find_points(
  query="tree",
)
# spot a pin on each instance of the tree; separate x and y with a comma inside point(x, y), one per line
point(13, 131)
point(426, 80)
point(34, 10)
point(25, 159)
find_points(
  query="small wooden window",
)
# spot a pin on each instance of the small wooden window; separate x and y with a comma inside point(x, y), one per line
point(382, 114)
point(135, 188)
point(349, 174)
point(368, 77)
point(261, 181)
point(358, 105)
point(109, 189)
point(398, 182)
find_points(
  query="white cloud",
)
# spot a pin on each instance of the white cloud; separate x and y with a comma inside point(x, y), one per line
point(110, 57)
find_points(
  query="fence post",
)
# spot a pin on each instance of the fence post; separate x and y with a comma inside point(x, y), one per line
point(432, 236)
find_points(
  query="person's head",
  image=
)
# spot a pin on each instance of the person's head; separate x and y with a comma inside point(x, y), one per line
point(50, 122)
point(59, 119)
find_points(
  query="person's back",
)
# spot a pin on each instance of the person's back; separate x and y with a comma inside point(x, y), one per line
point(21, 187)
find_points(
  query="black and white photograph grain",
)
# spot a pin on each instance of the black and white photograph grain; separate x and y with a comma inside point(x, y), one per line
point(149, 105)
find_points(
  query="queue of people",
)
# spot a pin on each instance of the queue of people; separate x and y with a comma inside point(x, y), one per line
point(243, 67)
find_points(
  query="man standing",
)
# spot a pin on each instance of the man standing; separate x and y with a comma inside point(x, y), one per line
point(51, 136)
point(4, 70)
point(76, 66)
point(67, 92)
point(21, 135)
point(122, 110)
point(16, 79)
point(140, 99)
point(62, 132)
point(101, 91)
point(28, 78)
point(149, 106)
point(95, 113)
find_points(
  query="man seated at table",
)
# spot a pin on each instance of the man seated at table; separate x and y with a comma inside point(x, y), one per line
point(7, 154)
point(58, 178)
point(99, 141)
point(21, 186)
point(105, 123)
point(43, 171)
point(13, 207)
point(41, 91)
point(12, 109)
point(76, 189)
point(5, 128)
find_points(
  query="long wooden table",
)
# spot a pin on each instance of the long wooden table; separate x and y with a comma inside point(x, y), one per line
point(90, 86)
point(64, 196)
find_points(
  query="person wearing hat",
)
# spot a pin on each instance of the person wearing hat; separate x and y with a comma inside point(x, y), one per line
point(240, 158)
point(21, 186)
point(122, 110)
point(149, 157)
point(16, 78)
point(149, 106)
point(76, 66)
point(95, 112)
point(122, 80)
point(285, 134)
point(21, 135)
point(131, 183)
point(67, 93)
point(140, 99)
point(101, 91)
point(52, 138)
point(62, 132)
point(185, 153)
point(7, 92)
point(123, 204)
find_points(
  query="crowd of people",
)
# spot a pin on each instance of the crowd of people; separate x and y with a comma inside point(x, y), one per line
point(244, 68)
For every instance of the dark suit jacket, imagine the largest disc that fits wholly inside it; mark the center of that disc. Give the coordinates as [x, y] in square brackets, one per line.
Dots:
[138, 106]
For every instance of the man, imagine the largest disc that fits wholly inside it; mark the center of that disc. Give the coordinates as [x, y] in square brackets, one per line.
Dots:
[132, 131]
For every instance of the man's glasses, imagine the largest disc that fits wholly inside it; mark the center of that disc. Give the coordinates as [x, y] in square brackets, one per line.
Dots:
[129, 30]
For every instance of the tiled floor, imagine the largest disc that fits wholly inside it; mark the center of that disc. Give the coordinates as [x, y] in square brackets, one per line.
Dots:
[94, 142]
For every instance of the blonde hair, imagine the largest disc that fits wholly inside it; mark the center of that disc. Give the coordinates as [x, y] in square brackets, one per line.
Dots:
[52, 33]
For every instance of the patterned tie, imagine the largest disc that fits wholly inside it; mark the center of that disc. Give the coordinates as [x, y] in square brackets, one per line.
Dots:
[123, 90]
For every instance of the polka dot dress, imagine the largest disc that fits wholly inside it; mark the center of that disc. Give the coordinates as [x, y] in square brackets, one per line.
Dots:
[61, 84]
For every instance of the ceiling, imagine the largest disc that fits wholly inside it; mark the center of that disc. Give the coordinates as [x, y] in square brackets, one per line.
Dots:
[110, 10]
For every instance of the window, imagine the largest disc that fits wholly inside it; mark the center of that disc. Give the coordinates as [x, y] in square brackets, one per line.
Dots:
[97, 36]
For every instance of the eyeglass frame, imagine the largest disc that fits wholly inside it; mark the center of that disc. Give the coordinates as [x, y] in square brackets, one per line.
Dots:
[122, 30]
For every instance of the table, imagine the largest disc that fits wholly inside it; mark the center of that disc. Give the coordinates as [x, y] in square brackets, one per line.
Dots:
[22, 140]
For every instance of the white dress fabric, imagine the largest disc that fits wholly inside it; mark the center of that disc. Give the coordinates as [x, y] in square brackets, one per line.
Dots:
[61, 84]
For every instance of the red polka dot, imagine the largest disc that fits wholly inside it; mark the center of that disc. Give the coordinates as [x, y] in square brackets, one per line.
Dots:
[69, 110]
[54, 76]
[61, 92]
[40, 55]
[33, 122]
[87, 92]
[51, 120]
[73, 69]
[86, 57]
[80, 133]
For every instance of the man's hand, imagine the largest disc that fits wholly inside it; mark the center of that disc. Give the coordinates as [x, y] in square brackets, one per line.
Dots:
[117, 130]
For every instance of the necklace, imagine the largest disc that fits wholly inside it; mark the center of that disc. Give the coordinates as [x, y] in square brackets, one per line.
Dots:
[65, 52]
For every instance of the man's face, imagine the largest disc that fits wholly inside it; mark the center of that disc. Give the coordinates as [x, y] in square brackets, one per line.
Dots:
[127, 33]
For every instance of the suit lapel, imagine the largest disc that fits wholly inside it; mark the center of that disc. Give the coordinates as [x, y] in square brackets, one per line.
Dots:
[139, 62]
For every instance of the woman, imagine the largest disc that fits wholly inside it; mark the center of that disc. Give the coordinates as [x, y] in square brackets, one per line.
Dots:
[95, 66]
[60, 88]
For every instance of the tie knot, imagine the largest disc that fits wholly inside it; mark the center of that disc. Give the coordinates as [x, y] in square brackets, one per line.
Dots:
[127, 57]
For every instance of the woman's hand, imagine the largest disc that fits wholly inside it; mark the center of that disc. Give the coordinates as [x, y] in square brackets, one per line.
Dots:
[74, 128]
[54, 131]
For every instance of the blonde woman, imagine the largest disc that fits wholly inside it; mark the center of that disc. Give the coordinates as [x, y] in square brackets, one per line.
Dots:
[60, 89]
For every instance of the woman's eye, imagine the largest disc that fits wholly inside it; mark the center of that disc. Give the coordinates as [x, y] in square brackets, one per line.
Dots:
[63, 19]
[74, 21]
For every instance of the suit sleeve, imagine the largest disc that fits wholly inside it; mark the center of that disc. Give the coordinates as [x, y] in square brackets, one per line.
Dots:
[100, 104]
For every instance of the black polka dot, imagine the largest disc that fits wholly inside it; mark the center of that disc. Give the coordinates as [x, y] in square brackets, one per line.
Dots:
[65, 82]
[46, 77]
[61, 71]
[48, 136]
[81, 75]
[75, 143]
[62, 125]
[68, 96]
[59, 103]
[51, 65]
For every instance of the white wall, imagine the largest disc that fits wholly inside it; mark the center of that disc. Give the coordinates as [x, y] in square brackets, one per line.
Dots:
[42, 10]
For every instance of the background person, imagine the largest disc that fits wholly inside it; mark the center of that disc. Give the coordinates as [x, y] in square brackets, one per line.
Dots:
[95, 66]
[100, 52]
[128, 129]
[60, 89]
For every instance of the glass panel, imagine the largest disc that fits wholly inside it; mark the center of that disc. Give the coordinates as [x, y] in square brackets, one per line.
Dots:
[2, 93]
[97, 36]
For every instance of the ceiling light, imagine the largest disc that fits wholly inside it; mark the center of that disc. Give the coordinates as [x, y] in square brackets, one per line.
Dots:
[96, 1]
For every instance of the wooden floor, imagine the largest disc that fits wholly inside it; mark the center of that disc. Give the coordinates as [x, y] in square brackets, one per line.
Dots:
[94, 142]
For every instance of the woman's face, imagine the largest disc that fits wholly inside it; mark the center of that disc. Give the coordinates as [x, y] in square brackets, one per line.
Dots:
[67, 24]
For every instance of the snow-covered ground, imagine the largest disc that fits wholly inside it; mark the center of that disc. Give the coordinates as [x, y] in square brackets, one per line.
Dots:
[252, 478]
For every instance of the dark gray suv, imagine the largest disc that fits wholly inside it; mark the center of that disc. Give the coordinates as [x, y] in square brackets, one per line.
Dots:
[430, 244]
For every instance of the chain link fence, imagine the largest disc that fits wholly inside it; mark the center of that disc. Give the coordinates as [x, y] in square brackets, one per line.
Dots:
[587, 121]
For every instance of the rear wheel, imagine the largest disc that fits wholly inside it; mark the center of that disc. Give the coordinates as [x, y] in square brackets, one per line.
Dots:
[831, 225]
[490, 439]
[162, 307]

[What you should do] Every line of the listing above that includes "floor" should be copied out.

[Answer]
For every instance of the tiled floor, imagine the largest disc that fits wholly inside it; mark the center of that disc. Give the coordinates as [x, y] in square brackets, one per line.
For every instance of the wooden floor, imagine the largest disc that fits wholly inside it; mark the center of that disc. Give the coordinates as [x, y] in square brackets, one per line.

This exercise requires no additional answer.